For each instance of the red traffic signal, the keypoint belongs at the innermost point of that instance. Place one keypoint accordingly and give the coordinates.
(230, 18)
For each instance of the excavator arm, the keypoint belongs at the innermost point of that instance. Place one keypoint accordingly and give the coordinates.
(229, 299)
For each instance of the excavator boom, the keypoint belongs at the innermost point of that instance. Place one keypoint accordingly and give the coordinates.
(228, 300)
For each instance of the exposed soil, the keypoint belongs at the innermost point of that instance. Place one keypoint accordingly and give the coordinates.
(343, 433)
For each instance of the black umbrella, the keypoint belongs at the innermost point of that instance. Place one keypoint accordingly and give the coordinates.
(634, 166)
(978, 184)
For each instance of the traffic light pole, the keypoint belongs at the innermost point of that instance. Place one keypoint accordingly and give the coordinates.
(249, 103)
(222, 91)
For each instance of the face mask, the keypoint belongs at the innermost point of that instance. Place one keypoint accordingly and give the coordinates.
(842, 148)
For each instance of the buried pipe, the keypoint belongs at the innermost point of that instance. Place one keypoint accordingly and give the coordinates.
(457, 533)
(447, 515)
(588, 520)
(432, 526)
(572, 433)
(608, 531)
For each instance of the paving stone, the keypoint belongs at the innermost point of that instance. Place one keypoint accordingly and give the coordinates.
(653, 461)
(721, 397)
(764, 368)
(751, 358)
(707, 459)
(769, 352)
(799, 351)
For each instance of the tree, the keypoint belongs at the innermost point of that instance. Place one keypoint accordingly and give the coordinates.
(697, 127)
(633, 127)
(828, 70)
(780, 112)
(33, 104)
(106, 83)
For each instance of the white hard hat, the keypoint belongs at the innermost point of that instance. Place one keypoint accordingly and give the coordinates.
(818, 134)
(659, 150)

****************

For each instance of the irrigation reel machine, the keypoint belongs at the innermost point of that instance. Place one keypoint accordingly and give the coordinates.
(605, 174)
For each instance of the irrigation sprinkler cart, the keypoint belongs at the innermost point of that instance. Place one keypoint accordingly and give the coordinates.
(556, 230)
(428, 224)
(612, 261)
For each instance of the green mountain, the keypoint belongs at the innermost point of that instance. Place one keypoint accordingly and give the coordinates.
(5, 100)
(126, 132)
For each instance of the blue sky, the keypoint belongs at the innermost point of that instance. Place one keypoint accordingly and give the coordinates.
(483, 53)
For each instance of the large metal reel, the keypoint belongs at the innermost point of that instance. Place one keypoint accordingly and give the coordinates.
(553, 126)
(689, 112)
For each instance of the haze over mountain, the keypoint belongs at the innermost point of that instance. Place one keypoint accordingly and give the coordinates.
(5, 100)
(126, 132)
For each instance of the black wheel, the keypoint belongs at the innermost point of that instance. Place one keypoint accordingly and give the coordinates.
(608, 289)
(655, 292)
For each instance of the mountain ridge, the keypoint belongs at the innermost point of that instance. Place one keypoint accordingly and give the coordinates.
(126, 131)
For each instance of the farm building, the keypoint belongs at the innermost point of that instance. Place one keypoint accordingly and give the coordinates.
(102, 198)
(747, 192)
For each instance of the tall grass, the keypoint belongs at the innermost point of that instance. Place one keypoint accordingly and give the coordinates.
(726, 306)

****************

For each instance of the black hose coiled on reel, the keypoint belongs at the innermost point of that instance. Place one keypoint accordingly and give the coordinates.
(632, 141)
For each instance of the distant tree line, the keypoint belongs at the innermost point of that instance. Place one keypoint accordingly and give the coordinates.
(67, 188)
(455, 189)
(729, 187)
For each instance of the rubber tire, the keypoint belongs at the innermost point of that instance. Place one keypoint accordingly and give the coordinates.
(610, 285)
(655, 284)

****************

WHAT YOU ARE ASKED TO DO: Collect every line of the data above that contains the word "reel", and copy each one in full.

ANSWER TO THE PROBLEM:
For each instance of the irrigation reel machine, the keypoint belongs at the innermost point of that instance. Place one keypoint accordingly and give the coordinates.
For each instance of the large metal reel, the keypoint belongs at the innermost point of that instance. Place one keypoint accordingly and give the coordinates.
For each instance of the black hose coiled on reel, the keypoint belongs at the innermost point of that instance. Place one keypoint accordingly and give the coordinates.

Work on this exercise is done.